TEXT TO READ
• • • • •

Pandoura: Yeah, I’ve had that kind of experience, too. 

Margo: And I don’t know if that happens to thin women, too. I’m sure to some it does, but this exclusively happens. I mean, that’s the only attention I’ve ever had from men. 

Pandoura: I remember being thin and getting attention from men, and it wasn’t like that. It was much more in love, like cat-calls, and nice propositions like, “Hey, wanna get married?” 

April: I get both kinds. I was walking to the hairdresser once, and walked by this man who said, “Wanna fuck?” It took me ten steps to think, “He really said that! I have a hairdressing appointment! No!” But I also have men who follow me and try to give me their phone numbers, want me to go out for coffee, want to date, that kind of thing. Finally, if they’re polite, I tell them I’m a lesbian, “I don’t do men.” But I think that the stereotype is definitely out there, and there is a real perception that fat women are available, because they’re desperate. And hey, “all cats are gray in the dark.” I don’t think you can be a dyke and grow up in America and not have that stereotype in you somewhere. I don’t know how it plays out in the lesbian community, but I’m sure it’s there because it’s out there in the world.

• • • • •

PROBLEMS TO SOLVE
**A)** Copy out the conversation about attention from men word for word.
**B)** From the records, list every line that contains the word "roof".
The conversation and the records are unrelated.

PROVIDED DATA
• • • • •

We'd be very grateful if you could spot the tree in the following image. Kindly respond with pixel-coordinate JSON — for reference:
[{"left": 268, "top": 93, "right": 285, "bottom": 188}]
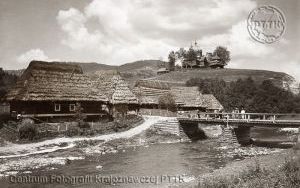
[
  {"left": 186, "top": 46, "right": 197, "bottom": 61},
  {"left": 213, "top": 46, "right": 230, "bottom": 66},
  {"left": 168, "top": 51, "right": 175, "bottom": 71}
]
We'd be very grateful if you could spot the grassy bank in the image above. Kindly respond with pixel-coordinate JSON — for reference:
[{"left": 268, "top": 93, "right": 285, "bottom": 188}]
[{"left": 196, "top": 145, "right": 300, "bottom": 188}]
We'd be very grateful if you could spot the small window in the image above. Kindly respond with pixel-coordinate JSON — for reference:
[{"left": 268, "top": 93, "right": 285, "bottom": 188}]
[
  {"left": 69, "top": 104, "right": 75, "bottom": 112},
  {"left": 54, "top": 104, "right": 60, "bottom": 112}
]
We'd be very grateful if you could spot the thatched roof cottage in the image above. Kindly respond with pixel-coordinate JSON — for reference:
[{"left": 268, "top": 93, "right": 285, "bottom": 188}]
[
  {"left": 133, "top": 80, "right": 223, "bottom": 111},
  {"left": 6, "top": 61, "right": 138, "bottom": 117}
]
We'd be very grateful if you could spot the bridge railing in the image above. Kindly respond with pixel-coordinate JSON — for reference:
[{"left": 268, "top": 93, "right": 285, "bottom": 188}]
[{"left": 178, "top": 112, "right": 300, "bottom": 121}]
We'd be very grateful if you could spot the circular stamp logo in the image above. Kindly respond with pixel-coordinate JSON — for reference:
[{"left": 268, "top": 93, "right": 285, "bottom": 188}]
[{"left": 247, "top": 5, "right": 286, "bottom": 44}]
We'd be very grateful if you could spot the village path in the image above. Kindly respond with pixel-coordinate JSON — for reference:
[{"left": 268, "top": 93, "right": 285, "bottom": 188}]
[{"left": 0, "top": 116, "right": 168, "bottom": 159}]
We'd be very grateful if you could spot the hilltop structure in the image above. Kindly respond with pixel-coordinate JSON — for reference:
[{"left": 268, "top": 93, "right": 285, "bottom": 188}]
[{"left": 157, "top": 42, "right": 226, "bottom": 74}]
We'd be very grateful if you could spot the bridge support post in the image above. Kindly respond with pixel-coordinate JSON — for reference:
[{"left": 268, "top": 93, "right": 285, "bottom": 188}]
[{"left": 233, "top": 126, "right": 251, "bottom": 146}]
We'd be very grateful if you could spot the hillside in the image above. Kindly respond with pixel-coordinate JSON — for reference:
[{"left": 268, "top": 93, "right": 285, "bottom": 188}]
[
  {"left": 1, "top": 60, "right": 299, "bottom": 93},
  {"left": 151, "top": 69, "right": 295, "bottom": 91}
]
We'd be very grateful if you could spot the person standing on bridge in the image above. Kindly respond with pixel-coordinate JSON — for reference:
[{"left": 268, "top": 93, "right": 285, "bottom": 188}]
[{"left": 241, "top": 108, "right": 246, "bottom": 119}]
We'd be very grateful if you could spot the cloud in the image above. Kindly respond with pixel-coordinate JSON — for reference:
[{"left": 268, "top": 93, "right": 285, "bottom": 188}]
[
  {"left": 56, "top": 0, "right": 256, "bottom": 64},
  {"left": 17, "top": 48, "right": 50, "bottom": 64},
  {"left": 199, "top": 21, "right": 274, "bottom": 60}
]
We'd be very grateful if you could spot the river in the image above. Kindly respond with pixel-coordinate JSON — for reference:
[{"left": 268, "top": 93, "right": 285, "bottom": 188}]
[{"left": 0, "top": 117, "right": 296, "bottom": 188}]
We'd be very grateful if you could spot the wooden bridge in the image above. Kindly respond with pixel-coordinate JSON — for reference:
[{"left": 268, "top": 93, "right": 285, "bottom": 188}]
[
  {"left": 177, "top": 113, "right": 300, "bottom": 145},
  {"left": 178, "top": 113, "right": 300, "bottom": 128}
]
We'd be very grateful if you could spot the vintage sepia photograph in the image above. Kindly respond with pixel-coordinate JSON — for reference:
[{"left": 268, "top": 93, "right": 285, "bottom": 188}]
[{"left": 0, "top": 0, "right": 300, "bottom": 188}]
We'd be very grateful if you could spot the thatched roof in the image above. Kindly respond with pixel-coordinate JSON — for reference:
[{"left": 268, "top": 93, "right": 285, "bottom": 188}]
[
  {"left": 171, "top": 87, "right": 203, "bottom": 107},
  {"left": 133, "top": 87, "right": 170, "bottom": 104},
  {"left": 90, "top": 71, "right": 138, "bottom": 104},
  {"left": 135, "top": 80, "right": 171, "bottom": 89},
  {"left": 133, "top": 80, "right": 223, "bottom": 110},
  {"left": 202, "top": 94, "right": 224, "bottom": 110},
  {"left": 133, "top": 83, "right": 203, "bottom": 107},
  {"left": 6, "top": 61, "right": 108, "bottom": 101}
]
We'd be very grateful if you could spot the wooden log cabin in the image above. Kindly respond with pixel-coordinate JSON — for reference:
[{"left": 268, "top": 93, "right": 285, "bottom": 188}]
[{"left": 6, "top": 61, "right": 138, "bottom": 117}]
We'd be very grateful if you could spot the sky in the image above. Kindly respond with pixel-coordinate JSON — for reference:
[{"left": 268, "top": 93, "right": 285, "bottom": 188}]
[{"left": 0, "top": 0, "right": 300, "bottom": 80}]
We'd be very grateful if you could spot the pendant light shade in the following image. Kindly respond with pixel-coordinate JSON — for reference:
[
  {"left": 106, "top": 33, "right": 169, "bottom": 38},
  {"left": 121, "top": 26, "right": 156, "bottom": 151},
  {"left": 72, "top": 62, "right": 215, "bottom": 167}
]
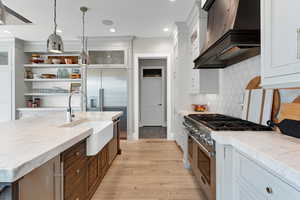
[
  {"left": 47, "top": 0, "right": 64, "bottom": 53},
  {"left": 79, "top": 7, "right": 89, "bottom": 65},
  {"left": 0, "top": 0, "right": 5, "bottom": 25}
]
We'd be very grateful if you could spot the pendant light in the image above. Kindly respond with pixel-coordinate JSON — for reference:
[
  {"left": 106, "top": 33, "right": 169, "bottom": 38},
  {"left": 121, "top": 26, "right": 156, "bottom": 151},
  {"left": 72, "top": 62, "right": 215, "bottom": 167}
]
[
  {"left": 80, "top": 7, "right": 89, "bottom": 65},
  {"left": 47, "top": 0, "right": 64, "bottom": 53},
  {"left": 0, "top": 0, "right": 5, "bottom": 25}
]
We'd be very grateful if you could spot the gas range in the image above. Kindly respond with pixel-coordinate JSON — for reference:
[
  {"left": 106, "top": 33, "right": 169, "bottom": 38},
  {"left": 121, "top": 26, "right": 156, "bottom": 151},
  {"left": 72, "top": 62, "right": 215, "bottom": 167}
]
[
  {"left": 184, "top": 114, "right": 272, "bottom": 151},
  {"left": 183, "top": 114, "right": 272, "bottom": 200}
]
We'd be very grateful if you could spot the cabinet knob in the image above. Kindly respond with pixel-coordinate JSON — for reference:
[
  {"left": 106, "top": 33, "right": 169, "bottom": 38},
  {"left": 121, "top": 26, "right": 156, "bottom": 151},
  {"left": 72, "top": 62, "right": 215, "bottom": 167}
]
[{"left": 266, "top": 187, "right": 273, "bottom": 194}]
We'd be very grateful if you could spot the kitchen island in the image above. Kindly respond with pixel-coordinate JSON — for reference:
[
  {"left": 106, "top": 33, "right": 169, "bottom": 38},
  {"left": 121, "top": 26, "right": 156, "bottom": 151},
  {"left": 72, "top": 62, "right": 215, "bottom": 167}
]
[{"left": 0, "top": 112, "right": 122, "bottom": 200}]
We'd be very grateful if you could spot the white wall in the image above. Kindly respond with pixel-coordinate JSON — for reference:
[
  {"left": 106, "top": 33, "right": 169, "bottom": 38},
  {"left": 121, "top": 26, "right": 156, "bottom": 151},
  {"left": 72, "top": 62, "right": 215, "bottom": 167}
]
[
  {"left": 133, "top": 38, "right": 172, "bottom": 54},
  {"left": 190, "top": 56, "right": 261, "bottom": 117}
]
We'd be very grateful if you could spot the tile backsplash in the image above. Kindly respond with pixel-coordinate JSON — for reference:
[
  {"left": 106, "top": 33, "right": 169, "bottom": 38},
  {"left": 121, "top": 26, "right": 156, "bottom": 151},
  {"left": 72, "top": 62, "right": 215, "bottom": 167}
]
[{"left": 191, "top": 56, "right": 260, "bottom": 117}]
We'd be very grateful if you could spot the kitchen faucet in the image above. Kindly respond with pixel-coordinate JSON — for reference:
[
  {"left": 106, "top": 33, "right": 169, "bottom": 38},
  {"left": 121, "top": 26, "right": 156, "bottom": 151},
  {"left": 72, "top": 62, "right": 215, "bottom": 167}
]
[{"left": 67, "top": 91, "right": 86, "bottom": 123}]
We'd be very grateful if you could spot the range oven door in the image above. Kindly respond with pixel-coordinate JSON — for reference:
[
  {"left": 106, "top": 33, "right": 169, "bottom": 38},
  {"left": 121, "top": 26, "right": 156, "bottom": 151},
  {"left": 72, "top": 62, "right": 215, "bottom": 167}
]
[{"left": 196, "top": 143, "right": 216, "bottom": 200}]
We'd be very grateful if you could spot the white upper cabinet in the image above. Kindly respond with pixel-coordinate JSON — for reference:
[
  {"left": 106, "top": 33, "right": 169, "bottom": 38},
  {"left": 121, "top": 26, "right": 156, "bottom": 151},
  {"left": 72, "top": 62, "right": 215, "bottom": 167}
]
[
  {"left": 186, "top": 3, "right": 219, "bottom": 94},
  {"left": 261, "top": 0, "right": 300, "bottom": 87}
]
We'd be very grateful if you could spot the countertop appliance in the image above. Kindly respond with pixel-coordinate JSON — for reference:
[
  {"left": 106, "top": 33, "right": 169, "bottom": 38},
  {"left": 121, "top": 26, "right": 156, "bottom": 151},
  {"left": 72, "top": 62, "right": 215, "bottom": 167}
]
[{"left": 183, "top": 114, "right": 272, "bottom": 200}]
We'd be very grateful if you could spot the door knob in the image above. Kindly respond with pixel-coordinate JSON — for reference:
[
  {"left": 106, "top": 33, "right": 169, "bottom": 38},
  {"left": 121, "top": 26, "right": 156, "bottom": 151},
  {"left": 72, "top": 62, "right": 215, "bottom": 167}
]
[{"left": 266, "top": 187, "right": 273, "bottom": 194}]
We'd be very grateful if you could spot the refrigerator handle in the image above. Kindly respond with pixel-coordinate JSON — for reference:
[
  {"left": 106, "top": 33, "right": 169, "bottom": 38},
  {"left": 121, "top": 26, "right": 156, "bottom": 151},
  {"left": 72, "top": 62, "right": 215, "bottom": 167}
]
[{"left": 98, "top": 88, "right": 104, "bottom": 112}]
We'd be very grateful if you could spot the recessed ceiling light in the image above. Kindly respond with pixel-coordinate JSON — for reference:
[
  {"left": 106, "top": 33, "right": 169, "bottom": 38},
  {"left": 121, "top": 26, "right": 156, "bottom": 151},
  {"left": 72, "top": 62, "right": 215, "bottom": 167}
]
[
  {"left": 102, "top": 19, "right": 114, "bottom": 26},
  {"left": 109, "top": 28, "right": 117, "bottom": 33}
]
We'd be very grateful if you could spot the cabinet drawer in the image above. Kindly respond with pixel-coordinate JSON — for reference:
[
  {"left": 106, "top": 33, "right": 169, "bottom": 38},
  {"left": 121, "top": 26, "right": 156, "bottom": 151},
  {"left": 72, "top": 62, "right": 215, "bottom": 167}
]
[
  {"left": 64, "top": 160, "right": 87, "bottom": 197},
  {"left": 62, "top": 141, "right": 86, "bottom": 169},
  {"left": 235, "top": 153, "right": 300, "bottom": 200}
]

• • • • •

LIST OF SOLUTIONS
**A)**
Pandoura: Yeah, I’ve had that kind of experience, too. 

Margo: And I don’t know if that happens to thin women, too. I’m sure to some it does, but this exclusively happens. I mean, that’s the only attention I’ve ever had from men. 

Pandoura: I remember being thin and getting attention from men, and it wasn’t like that. It was much more in love, like cat-calls, and nice propositions like, “Hey, wanna get married?” 

April: I get both kinds. I was walking to the hairdresser once, and walked by this man who said, “Wanna fuck?” It took me ten steps to think, “He really said that! I have a hairdressing appointment! No!” But I also have men who follow me and try to give me their phone numbers, want me to go out for coffee, want to date, that kind of thing. Finally, if they’re polite, I tell them I’m a lesbian, “I don’t do men.” But I think that the stereotype is definitely out there, and there is a real perception that fat women are available, because they’re desperate. And hey, “all cats are gray in the dark.” I don’t think you can be a dyke and grow up in America and not have that stereotype in you somewhere. I don’t know how it plays out in the lesbian community, but I’m sure it’s there because it’s out there in the world.

**B)**
We'd be very grateful if you could spot the thatched roof cottage in the image above. Kindly respond with pixel-coordinate JSON — for reference:
We'd be very grateful if you could spot the thatched roof in the image above. Kindly respond with pixel-coordinate JSON — for reference:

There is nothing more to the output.